§ Written problem:
Return, exactly, the line that contains "dark shrine structure ->" together with all lines after it to the end of the entries, and no further lines.

§ Material for this task:
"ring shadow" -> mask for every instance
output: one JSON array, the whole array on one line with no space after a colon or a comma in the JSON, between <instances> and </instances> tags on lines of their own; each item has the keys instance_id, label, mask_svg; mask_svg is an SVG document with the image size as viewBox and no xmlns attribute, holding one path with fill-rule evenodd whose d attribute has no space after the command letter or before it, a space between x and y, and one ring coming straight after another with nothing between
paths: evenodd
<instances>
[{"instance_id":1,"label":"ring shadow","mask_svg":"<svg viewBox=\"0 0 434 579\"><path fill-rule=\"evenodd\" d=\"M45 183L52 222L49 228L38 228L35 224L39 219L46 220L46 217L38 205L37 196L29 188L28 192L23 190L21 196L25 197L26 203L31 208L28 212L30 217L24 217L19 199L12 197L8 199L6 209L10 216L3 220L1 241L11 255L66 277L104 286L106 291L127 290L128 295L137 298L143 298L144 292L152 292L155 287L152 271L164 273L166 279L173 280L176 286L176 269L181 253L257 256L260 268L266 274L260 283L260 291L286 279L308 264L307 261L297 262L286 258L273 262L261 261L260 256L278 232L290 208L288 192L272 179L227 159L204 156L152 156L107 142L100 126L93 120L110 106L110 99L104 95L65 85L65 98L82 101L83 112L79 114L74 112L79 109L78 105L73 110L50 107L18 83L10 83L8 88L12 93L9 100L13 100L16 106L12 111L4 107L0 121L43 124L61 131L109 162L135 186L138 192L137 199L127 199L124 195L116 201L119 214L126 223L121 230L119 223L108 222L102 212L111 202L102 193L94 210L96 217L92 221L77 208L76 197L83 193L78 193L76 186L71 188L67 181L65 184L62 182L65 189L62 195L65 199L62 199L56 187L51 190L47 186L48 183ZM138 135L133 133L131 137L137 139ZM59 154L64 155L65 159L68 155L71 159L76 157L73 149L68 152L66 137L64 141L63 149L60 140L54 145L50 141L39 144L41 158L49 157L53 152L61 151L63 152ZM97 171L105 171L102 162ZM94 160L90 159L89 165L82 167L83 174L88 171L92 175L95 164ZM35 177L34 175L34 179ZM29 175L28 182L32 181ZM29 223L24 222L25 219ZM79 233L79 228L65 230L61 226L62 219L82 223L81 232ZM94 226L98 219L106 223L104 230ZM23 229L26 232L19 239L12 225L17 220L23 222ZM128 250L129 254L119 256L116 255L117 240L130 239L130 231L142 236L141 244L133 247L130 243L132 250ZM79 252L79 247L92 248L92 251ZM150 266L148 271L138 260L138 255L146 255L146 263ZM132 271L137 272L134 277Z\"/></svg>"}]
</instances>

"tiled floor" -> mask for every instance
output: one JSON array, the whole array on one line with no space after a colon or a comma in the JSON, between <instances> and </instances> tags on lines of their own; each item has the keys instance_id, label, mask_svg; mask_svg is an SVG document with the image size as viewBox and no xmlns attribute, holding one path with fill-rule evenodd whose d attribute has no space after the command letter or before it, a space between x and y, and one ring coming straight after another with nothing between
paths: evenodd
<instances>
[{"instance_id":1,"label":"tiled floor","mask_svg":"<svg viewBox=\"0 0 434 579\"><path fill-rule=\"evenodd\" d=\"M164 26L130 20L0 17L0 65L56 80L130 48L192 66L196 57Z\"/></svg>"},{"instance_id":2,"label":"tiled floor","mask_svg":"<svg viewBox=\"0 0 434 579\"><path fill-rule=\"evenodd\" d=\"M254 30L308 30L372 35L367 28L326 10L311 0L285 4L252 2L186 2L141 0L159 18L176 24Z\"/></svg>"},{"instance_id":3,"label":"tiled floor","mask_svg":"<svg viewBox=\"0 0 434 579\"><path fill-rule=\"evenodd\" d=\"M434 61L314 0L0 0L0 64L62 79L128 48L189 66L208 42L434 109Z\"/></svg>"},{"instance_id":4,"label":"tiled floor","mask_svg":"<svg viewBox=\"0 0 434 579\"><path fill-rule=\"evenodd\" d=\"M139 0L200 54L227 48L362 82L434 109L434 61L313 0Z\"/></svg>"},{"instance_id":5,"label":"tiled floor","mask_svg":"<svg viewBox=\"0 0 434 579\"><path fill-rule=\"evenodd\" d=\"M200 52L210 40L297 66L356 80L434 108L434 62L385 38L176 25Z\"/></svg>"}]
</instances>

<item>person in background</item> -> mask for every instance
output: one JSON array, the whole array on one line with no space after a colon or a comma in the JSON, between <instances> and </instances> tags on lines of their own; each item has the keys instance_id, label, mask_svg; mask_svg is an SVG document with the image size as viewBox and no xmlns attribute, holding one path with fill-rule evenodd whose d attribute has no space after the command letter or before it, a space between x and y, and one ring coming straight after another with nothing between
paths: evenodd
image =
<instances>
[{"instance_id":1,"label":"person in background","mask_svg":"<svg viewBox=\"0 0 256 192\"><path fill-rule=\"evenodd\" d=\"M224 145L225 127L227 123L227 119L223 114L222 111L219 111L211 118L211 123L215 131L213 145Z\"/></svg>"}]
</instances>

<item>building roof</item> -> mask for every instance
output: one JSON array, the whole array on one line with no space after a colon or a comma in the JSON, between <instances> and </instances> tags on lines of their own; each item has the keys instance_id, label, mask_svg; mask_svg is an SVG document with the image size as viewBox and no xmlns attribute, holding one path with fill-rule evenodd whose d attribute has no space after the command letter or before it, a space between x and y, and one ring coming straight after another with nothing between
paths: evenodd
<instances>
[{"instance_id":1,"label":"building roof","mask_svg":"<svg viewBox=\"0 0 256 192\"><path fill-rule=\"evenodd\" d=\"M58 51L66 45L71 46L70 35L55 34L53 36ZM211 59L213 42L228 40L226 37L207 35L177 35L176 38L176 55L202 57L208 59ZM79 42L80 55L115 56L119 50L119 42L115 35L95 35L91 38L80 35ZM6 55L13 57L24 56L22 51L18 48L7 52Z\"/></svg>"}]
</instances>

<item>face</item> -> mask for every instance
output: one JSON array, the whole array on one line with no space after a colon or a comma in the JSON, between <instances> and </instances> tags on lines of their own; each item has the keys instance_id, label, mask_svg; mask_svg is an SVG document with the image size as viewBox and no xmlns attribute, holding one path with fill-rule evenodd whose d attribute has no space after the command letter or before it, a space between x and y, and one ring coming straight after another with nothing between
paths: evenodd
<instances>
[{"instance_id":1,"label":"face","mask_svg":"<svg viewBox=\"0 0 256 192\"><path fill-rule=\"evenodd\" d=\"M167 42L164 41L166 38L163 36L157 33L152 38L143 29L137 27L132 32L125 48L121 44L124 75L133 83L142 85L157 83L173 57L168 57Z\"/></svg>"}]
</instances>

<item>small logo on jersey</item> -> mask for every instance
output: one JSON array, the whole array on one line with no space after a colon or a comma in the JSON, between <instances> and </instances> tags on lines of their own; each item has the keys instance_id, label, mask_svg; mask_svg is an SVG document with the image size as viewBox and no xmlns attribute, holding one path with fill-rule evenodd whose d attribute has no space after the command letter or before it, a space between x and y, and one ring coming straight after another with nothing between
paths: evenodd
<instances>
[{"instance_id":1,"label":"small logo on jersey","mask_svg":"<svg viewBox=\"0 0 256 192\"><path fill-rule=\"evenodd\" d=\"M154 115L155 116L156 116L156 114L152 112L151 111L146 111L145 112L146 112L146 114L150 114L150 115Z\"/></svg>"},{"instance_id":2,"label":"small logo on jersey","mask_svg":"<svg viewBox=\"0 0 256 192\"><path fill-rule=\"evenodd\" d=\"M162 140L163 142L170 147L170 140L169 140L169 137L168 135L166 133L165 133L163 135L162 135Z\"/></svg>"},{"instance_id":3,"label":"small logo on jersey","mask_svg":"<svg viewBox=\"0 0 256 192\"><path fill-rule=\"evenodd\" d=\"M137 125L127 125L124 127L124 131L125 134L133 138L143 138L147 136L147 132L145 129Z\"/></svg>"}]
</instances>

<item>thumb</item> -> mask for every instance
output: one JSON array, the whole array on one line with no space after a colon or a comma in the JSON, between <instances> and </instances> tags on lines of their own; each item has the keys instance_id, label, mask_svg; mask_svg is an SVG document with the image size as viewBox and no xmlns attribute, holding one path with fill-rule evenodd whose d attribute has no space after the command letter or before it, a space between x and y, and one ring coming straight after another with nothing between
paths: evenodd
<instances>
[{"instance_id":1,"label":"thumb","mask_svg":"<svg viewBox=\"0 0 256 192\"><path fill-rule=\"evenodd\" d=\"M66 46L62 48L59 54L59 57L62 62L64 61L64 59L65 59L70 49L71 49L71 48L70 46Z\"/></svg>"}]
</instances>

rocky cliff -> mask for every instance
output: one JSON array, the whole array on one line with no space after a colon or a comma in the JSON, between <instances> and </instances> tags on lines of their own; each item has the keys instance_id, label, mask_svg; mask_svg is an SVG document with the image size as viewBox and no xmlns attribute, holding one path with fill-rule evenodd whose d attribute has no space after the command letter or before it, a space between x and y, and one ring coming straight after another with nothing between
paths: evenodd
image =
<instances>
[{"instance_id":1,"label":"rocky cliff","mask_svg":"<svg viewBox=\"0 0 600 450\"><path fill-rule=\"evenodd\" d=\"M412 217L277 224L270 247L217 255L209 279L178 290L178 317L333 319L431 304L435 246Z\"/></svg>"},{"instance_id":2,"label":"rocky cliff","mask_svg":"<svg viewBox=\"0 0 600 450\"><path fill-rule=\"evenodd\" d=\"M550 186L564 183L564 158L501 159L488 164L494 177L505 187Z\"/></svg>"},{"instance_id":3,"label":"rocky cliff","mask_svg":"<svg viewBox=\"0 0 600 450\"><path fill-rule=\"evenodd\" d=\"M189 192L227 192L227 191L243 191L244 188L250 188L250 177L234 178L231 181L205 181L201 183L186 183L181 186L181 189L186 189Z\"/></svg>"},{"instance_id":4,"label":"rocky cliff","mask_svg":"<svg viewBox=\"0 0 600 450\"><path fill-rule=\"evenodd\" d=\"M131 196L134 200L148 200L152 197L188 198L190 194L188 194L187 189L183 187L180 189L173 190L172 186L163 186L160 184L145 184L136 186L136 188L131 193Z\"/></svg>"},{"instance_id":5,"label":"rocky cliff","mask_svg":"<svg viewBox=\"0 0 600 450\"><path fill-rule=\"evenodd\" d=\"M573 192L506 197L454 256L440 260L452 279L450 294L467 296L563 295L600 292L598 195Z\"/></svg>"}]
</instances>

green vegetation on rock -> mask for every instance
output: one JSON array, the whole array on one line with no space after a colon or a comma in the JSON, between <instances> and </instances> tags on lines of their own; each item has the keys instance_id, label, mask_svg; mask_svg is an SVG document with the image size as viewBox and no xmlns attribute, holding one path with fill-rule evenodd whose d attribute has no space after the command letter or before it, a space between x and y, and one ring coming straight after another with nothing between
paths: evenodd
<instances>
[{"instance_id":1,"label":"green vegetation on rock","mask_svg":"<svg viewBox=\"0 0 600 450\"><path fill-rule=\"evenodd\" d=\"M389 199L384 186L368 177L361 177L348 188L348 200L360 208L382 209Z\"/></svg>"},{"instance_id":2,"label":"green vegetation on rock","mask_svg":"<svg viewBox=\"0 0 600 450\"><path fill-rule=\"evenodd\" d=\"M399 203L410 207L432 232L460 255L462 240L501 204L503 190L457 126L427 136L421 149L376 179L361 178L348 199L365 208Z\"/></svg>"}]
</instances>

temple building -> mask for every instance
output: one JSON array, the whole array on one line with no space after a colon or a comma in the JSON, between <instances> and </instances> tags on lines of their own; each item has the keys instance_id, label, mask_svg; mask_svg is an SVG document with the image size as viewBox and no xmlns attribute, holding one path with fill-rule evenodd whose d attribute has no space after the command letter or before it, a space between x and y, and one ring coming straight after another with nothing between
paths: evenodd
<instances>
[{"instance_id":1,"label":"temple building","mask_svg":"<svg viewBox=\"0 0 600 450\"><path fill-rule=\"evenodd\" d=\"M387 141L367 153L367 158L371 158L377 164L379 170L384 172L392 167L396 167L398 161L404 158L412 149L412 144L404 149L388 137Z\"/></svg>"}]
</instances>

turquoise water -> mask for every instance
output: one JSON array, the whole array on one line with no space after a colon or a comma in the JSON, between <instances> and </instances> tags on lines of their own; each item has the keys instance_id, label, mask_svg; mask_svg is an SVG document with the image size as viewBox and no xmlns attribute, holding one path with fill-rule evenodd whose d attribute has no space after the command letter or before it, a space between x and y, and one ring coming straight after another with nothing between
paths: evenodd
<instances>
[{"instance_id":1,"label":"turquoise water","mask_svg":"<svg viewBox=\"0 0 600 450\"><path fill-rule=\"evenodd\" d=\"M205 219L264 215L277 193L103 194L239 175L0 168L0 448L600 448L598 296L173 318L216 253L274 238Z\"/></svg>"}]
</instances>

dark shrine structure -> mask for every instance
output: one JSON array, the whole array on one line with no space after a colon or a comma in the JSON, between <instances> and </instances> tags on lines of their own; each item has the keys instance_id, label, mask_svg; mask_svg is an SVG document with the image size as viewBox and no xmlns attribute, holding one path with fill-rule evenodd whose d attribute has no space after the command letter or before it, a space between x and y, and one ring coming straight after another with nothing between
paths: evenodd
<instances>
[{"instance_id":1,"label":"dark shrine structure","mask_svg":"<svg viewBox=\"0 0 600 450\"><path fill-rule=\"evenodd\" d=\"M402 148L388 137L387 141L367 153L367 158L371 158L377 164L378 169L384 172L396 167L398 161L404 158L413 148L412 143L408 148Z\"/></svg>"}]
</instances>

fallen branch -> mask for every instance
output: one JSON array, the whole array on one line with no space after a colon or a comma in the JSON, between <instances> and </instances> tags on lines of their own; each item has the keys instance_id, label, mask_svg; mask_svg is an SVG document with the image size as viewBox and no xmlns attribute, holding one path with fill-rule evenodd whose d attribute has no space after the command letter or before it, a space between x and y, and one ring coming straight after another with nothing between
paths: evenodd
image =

§ Expected answer:
dark shrine structure -> mask for every instance
output: one JSON array, the whole array on one line with no space after a colon or a comma in the JSON, between <instances> and </instances> tags on lines of their own; each item has the keys instance_id, label, mask_svg; mask_svg is an SVG document with the image size as viewBox and no xmlns attribute, holding one path with fill-rule evenodd whose d attribute has no space after the command letter or before it, a space between x and y, and one ring coming straight after another with nothing between
paths: evenodd
<instances>
[{"instance_id":1,"label":"dark shrine structure","mask_svg":"<svg viewBox=\"0 0 600 450\"><path fill-rule=\"evenodd\" d=\"M402 148L388 137L387 141L367 153L367 158L371 158L377 164L378 169L384 172L396 167L398 161L404 158L413 148L412 143L408 148Z\"/></svg>"}]
</instances>

fallen branch -> mask for every instance
output: one JSON array, the whole array on one line with no space after a colon or a comma in the JSON, between <instances> and </instances> tags on lines of their own; each item has the keys instance_id, label, mask_svg; mask_svg is an SVG document with the image size as viewBox and no xmlns attribute, holding one path with fill-rule evenodd whose d attribute has no space after the command letter or before it, a space between x and y, and one ring coming straight after another with nothing between
paths: evenodd
image =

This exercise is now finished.